(Recorded data)
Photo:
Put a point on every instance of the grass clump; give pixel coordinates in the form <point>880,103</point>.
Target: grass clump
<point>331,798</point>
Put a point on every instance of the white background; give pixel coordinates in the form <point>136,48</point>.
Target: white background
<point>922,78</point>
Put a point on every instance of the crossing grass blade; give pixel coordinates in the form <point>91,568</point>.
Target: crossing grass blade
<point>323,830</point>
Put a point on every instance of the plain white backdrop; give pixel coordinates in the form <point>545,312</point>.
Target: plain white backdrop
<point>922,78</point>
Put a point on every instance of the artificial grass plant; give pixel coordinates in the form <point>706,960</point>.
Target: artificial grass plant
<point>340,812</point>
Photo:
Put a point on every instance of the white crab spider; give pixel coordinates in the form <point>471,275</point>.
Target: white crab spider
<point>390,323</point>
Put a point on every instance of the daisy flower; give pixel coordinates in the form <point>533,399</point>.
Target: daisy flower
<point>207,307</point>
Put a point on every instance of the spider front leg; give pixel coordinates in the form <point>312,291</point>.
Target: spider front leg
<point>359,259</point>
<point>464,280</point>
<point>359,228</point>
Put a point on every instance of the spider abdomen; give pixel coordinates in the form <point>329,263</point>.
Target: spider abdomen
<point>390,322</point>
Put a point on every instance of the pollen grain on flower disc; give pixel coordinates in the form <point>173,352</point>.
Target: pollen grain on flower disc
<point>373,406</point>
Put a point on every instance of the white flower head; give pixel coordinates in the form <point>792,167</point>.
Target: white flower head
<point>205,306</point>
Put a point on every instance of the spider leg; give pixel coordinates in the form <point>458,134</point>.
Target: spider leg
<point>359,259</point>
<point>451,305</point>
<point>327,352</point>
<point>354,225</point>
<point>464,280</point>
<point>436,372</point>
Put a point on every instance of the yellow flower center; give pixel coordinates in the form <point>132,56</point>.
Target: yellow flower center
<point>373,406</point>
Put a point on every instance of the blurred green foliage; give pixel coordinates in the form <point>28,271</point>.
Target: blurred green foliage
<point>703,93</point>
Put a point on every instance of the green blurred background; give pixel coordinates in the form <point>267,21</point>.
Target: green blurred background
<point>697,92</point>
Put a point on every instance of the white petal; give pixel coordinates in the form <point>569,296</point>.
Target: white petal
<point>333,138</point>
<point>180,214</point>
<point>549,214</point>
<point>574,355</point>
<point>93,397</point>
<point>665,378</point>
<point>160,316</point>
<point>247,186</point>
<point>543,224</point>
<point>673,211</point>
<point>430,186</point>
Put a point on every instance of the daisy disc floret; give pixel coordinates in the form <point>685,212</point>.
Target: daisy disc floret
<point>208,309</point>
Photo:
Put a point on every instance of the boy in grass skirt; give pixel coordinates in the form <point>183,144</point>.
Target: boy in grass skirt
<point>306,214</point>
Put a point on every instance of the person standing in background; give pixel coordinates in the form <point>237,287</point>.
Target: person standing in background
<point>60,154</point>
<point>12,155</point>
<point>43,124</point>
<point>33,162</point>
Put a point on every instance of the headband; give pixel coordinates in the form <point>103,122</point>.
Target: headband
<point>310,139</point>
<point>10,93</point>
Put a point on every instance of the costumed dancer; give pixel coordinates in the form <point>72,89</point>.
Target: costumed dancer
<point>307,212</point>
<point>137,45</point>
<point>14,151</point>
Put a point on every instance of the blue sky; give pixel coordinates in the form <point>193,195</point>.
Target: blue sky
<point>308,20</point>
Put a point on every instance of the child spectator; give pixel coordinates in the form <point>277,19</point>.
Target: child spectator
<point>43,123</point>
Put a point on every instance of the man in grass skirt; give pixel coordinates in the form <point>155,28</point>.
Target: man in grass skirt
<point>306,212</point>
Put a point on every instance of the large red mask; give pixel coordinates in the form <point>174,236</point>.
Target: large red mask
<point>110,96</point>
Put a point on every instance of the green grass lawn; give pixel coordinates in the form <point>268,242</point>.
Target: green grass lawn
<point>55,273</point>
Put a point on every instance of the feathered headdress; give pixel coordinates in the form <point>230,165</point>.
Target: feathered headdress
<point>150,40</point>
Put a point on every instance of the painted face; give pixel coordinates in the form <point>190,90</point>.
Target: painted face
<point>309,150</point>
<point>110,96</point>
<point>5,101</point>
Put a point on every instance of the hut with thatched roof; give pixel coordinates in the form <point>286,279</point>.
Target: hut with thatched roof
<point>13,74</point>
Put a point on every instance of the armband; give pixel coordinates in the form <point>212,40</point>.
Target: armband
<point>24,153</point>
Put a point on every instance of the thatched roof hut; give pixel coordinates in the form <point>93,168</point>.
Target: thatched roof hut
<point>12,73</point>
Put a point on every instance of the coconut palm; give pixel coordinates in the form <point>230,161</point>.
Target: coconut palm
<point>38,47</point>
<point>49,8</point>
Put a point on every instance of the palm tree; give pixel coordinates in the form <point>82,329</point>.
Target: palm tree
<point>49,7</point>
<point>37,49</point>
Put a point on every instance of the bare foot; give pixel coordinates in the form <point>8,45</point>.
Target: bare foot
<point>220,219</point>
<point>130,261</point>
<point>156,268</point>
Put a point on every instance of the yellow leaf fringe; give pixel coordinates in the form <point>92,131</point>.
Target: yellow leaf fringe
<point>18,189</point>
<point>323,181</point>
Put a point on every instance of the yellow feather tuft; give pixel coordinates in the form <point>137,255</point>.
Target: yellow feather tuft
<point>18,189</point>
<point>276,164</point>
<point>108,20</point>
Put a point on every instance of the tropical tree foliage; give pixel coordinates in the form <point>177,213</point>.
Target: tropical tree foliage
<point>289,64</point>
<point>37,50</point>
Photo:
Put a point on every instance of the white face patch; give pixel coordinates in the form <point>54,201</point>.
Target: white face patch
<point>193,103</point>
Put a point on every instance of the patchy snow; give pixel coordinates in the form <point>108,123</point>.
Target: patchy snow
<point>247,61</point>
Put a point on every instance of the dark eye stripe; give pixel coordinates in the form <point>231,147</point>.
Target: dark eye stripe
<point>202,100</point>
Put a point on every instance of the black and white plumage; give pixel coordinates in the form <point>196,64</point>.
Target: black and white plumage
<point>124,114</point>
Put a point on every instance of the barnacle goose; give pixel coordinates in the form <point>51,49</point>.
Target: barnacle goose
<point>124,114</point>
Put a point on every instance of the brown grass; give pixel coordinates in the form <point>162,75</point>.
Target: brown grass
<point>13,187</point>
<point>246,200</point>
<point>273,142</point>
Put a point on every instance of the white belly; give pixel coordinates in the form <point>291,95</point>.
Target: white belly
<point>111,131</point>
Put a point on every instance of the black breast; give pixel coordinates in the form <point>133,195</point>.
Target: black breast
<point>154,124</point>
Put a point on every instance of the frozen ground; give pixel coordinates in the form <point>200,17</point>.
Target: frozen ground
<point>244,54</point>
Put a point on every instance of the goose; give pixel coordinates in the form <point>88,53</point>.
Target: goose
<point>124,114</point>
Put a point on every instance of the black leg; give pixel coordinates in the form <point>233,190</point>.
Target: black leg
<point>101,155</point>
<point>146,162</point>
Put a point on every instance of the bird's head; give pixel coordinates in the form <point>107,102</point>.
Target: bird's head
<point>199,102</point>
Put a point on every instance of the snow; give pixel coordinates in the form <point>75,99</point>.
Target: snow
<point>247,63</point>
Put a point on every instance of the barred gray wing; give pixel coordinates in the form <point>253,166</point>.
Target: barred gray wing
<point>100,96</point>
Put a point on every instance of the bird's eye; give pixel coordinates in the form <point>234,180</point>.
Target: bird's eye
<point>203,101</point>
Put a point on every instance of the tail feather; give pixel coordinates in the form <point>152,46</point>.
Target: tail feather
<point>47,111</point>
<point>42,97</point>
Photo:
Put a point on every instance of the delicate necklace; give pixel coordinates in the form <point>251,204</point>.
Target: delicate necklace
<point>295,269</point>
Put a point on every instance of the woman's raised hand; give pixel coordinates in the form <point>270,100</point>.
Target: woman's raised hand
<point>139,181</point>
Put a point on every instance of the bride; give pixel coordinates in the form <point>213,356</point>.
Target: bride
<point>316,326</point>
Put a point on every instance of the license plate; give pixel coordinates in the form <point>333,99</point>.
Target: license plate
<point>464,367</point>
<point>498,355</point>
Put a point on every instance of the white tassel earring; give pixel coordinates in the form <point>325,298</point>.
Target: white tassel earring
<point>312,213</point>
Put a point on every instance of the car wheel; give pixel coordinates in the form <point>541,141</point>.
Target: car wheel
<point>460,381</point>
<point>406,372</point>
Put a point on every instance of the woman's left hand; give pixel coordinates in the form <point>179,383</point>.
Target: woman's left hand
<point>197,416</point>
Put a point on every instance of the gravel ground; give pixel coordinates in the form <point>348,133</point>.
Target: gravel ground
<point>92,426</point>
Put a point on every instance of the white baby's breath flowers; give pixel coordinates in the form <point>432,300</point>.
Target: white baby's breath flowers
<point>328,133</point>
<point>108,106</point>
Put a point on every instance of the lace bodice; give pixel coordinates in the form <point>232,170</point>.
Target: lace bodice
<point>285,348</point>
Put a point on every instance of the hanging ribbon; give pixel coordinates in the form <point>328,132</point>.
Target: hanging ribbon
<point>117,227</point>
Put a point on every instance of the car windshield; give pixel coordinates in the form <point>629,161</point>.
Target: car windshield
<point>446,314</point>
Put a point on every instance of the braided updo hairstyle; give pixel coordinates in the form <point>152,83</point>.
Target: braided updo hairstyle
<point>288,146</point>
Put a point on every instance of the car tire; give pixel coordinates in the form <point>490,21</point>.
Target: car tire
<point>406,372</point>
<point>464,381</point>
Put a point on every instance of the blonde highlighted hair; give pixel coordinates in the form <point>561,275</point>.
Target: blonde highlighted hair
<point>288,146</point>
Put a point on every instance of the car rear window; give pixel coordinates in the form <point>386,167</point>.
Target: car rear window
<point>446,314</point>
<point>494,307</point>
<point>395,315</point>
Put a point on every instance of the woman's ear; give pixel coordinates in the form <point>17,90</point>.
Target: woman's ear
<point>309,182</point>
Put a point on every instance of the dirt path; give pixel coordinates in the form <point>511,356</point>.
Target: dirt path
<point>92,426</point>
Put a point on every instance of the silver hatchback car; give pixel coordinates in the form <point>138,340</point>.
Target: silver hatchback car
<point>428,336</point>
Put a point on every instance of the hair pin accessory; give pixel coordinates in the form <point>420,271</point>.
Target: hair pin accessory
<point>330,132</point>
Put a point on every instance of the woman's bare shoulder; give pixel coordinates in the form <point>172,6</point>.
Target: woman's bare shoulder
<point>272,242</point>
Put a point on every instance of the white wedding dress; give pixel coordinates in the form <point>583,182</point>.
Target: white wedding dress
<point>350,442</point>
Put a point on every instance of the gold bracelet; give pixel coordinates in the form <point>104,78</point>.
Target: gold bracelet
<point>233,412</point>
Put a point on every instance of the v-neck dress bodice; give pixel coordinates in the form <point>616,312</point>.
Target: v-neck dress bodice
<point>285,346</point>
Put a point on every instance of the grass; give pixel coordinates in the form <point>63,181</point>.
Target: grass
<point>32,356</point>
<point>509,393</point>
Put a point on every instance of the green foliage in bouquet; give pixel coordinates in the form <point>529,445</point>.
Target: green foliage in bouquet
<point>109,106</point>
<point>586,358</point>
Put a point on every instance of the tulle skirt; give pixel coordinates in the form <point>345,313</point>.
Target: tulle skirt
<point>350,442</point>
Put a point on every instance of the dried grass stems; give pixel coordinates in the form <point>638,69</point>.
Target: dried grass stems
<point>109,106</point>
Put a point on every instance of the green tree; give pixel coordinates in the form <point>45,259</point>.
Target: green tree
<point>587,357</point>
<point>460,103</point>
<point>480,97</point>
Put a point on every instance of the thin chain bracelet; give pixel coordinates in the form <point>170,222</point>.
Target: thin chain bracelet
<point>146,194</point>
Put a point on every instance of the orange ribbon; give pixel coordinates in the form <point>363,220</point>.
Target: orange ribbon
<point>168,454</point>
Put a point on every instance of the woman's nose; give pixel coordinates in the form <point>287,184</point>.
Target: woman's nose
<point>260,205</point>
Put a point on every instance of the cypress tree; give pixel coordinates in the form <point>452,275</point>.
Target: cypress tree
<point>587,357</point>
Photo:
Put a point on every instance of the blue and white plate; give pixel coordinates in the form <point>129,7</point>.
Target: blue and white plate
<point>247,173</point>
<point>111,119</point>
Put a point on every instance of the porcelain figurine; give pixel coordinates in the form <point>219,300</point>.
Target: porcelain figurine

_About this exercise_. Beginning with the line above that contains "Target: woman's raised hand", copy each line exactly up to and including the line that contains "Put a point on every instance of the car windshield;", and go no further.

_Answer section_.
Target: woman's raised hand
<point>139,181</point>
Put a point on every instance of the bride; give pixel coordinates in the form <point>213,356</point>.
Target: bride
<point>316,326</point>
Put a point on every instance of the license plate; give pixel coordinates in the form <point>333,99</point>.
Target: license plate
<point>464,367</point>
<point>498,355</point>
Put a point on every instance of the white tassel earring; give pixel coordinates in the form <point>325,298</point>.
Target: white tassel earring
<point>312,213</point>
Put a point on every instance of the car wheel; give pixel coordinates in the form <point>541,141</point>.
Target: car wheel
<point>460,381</point>
<point>406,372</point>
Put a point on every instance of the woman's left hand; give pixel coordinates in the form <point>179,383</point>.
Target: woman's left hand
<point>197,416</point>
Put a point on every instance of the gravel ground; give pixel coordinates in the form <point>348,133</point>.
Target: gravel ground
<point>92,426</point>
Put a point on every instance of the white baby's breath flowers; give pixel coordinates in the form <point>432,300</point>.
Target: white baby's breath flowers
<point>328,133</point>
<point>108,106</point>
Put a point on every instance of the lace bodice; give pixel coordinates in the form <point>232,170</point>.
Target: lace bodice
<point>285,348</point>
Put a point on every instance of the hanging ribbon; give pixel coordinates in the form <point>328,132</point>.
Target: hanging ribbon
<point>117,227</point>
Put a point on every instance of the car windshield; give pixel coordinates in the form <point>629,161</point>.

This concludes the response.